◆ MATERIAL:
· · · · · · ·

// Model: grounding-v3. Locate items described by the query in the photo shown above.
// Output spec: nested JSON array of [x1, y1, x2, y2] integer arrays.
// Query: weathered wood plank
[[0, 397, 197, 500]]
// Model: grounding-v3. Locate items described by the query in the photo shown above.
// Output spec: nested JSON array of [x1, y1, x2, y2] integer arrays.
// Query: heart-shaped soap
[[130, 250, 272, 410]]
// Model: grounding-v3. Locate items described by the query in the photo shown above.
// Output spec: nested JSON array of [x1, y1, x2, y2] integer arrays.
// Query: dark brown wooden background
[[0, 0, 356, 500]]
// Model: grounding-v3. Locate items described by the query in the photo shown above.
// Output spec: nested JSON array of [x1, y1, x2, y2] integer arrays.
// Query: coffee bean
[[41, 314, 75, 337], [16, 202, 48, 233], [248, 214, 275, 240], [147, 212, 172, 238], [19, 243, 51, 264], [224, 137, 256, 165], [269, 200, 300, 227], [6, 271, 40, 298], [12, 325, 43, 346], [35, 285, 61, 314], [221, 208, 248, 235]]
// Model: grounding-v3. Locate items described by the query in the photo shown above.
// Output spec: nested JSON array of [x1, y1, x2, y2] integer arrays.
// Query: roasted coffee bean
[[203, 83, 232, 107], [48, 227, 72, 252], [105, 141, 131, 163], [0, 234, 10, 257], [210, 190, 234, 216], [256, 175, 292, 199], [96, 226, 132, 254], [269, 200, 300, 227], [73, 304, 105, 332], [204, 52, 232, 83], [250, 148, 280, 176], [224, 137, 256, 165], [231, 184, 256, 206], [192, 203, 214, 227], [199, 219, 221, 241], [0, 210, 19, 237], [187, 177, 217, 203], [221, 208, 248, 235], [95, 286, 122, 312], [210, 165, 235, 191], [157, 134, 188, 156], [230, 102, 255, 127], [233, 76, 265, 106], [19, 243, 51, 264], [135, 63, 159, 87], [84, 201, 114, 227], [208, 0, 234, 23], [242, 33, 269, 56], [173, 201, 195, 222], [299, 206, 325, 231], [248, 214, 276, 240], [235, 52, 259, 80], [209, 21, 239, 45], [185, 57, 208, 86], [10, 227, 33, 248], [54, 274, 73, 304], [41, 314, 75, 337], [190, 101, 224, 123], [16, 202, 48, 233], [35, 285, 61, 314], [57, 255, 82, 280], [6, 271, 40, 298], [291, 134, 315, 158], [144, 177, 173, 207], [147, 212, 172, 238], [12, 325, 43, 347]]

· · · · · · ·

◆ JOB:
Rewrite all of the data above with "grounding-v3" substituted by "grounding-v4" wherever it appears, leaving everything else unchanged.

◆ EXERCISE SOLUTION:
// Model: grounding-v4. Locate items described by the query in the photo shown above.
// Output spec: nested JSON array of [x1, y1, x2, y2] integer arrays.
// Query: weathered wood plank
[[0, 397, 197, 500]]
// Model: grounding-v4. Locate items described by the query in the photo shown above.
// Output spec: nested JSON array of [x1, y1, x2, y2] integer arrays.
// Query: heart-shaped soap
[[130, 250, 272, 410]]
// Model: grounding-v4. Locate items described by the query in the photo shown above.
// Output spec: nested JSON array of [x1, y1, x2, y2] integer arrays.
// Query: dark brown wooden background
[[0, 0, 356, 500]]
// Model: grounding-v4. Locate items described by the query in the photo shown above.
// Output spec: nested JSON array of [x1, y1, x2, y2] integer arrays.
// Query: coffee bean
[[41, 314, 75, 337], [16, 202, 48, 233], [248, 214, 275, 240], [147, 212, 172, 238], [19, 243, 51, 264], [224, 137, 256, 165], [269, 200, 300, 227], [6, 271, 40, 298], [12, 325, 43, 346], [35, 285, 61, 314], [221, 208, 248, 235]]
// Model: grounding-v4. Locate items described by the query in the photo shown above.
// Output spec: nested JSON array of [x1, y1, x2, y2] integer arrays.
// Query: roasted coffee bean
[[203, 83, 232, 107], [48, 227, 72, 252], [105, 141, 131, 163], [0, 234, 10, 257], [210, 190, 234, 216], [256, 175, 292, 199], [96, 226, 132, 254], [269, 200, 300, 227], [73, 304, 105, 332], [204, 52, 232, 83], [250, 148, 280, 176], [224, 137, 256, 165], [231, 184, 256, 206], [192, 203, 214, 227], [199, 219, 221, 241], [0, 210, 19, 237], [187, 177, 217, 203], [221, 208, 248, 235], [95, 286, 122, 312], [210, 165, 235, 191], [157, 134, 188, 156], [230, 102, 255, 127], [233, 76, 265, 106], [19, 243, 51, 264], [135, 63, 159, 87], [84, 201, 114, 227], [208, 0, 234, 23], [242, 33, 269, 56], [173, 201, 195, 222], [299, 206, 325, 231], [248, 214, 276, 240], [235, 52, 259, 80], [209, 21, 239, 45], [185, 57, 208, 86], [10, 227, 33, 248], [54, 274, 73, 304], [41, 314, 75, 337], [190, 101, 224, 123], [16, 202, 48, 233], [35, 285, 61, 314], [57, 255, 82, 280], [6, 271, 40, 298], [291, 134, 315, 158], [144, 177, 173, 207], [147, 212, 172, 238], [12, 325, 43, 347]]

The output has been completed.